When you’re ready to leave the Billings area behind and start making your way to the mountains, head west to Laurel, where several markers on Main Street detail some of the history of the area, including a stop by Capt. William Clark during his travels in the West, the passage of the Nez Perce Indians during their flight to Canada (and the battle they fought against the U.S. Cavalry north of town) and the arrival of the railroad. Laurel features a site on the Southeast Montana Burger Trail, too: Sid’s East Side Bar & Grill earned a spot on the trail with its delicious Doc Holliday burger.

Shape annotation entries
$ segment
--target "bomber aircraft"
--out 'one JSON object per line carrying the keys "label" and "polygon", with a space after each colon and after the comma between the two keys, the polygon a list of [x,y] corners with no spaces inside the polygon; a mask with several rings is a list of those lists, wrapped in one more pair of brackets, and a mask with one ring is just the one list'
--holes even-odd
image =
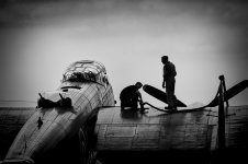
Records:
{"label": "bomber aircraft", "polygon": [[[247,81],[227,90],[225,101],[245,87]],[[165,95],[149,85],[144,91],[157,98]],[[154,163],[158,157],[168,160],[174,150],[188,155],[205,153],[212,149],[216,124],[205,119],[211,113],[205,109],[217,102],[217,95],[208,105],[193,108],[181,102],[187,112],[201,110],[194,115],[121,110],[115,106],[104,66],[93,60],[77,61],[66,69],[57,90],[40,93],[37,108],[22,120],[22,128],[15,127],[21,130],[0,164],[111,163],[104,161],[105,156],[117,157],[112,163]],[[199,156],[202,159],[202,154]]]}

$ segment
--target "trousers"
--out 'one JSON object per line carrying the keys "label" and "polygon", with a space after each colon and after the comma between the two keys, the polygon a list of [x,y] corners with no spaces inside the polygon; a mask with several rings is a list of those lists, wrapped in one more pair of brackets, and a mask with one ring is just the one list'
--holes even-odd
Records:
{"label": "trousers", "polygon": [[167,102],[170,107],[177,108],[177,97],[174,95],[176,79],[173,77],[166,80]]}

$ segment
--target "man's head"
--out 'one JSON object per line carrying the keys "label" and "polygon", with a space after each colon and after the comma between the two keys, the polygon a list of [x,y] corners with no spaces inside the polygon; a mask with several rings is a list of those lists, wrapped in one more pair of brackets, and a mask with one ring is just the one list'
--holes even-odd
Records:
{"label": "man's head", "polygon": [[169,57],[168,56],[162,56],[161,57],[161,62],[166,63],[167,61],[169,61]]}
{"label": "man's head", "polygon": [[140,89],[143,84],[140,82],[136,82],[135,86],[137,86],[137,89]]}

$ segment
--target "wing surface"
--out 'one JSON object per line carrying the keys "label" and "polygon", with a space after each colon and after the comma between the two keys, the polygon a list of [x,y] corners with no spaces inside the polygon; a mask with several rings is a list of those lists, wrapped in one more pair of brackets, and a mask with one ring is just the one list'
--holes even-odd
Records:
{"label": "wing surface", "polygon": [[18,132],[34,113],[34,108],[0,108],[0,160],[3,160]]}

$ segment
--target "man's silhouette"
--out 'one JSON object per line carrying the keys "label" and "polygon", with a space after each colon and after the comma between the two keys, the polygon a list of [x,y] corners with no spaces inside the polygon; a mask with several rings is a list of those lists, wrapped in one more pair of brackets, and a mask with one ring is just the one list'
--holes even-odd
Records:
{"label": "man's silhouette", "polygon": [[161,57],[161,62],[164,63],[164,81],[162,89],[166,87],[168,107],[166,109],[177,110],[177,97],[174,95],[174,84],[177,75],[176,67],[169,61],[168,56]]}
{"label": "man's silhouette", "polygon": [[139,106],[142,110],[144,110],[142,94],[138,91],[142,86],[143,84],[140,82],[136,82],[135,85],[129,85],[122,90],[120,94],[121,109],[124,109],[125,107],[137,109],[139,102]]}

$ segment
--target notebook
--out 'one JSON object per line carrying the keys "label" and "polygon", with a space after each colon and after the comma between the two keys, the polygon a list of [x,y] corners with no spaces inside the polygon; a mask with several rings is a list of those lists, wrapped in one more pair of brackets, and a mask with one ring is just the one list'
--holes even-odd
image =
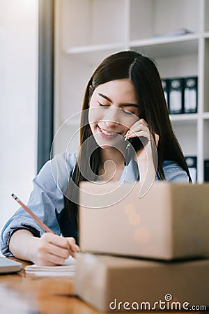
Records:
{"label": "notebook", "polygon": [[16,273],[22,269],[22,264],[19,262],[0,256],[0,274]]}
{"label": "notebook", "polygon": [[73,277],[75,271],[76,260],[72,256],[65,260],[61,266],[40,266],[36,264],[28,265],[24,271],[26,274],[44,277]]}
{"label": "notebook", "polygon": [[170,260],[209,253],[209,184],[82,182],[83,252]]}

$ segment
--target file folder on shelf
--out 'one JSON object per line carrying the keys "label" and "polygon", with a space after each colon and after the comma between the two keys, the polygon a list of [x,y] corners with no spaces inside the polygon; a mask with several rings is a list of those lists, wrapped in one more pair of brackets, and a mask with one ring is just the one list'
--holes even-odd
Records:
{"label": "file folder on shelf", "polygon": [[169,79],[162,79],[162,86],[164,91],[164,98],[167,104],[167,106],[169,105]]}
{"label": "file folder on shelf", "polygon": [[209,159],[204,160],[204,181],[209,182]]}
{"label": "file folder on shelf", "polygon": [[196,182],[196,156],[186,156],[185,160],[187,164],[192,183]]}
{"label": "file folder on shelf", "polygon": [[181,114],[183,112],[183,79],[170,80],[169,88],[169,113]]}
{"label": "file folder on shelf", "polygon": [[197,112],[197,77],[184,79],[184,113]]}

AIM OF THE EXERCISE
Extend the passage on Laurel, Montana, picking up right after its final sentence. The data is separate from the passage on Laurel, Montana.

FINAL RESULT
From Laurel, you’ll turn south to get on US-212. As you approach the town of Joliet — and as the Beartooth Mountains come into view — keep an eye out for the metal sculptures by local artist Charlie Ringer visible from the road: “The Creature” is an 18-foot-tall favorite that skiers and snowboarders heading to Red Lodge have dubbed “The Snow God.” Joliet’s numerous historic residences and buildings make it a picturesque place for a pit stop before continuing on to Roberts, where you can pick up the road to Cooney State Park — a gem of a spot for boating, swimming and fishing for walleye and rainbow trout. Consider camping here — the stargazing is out of this world — or spend your evening in Red Lodge a half-hour away.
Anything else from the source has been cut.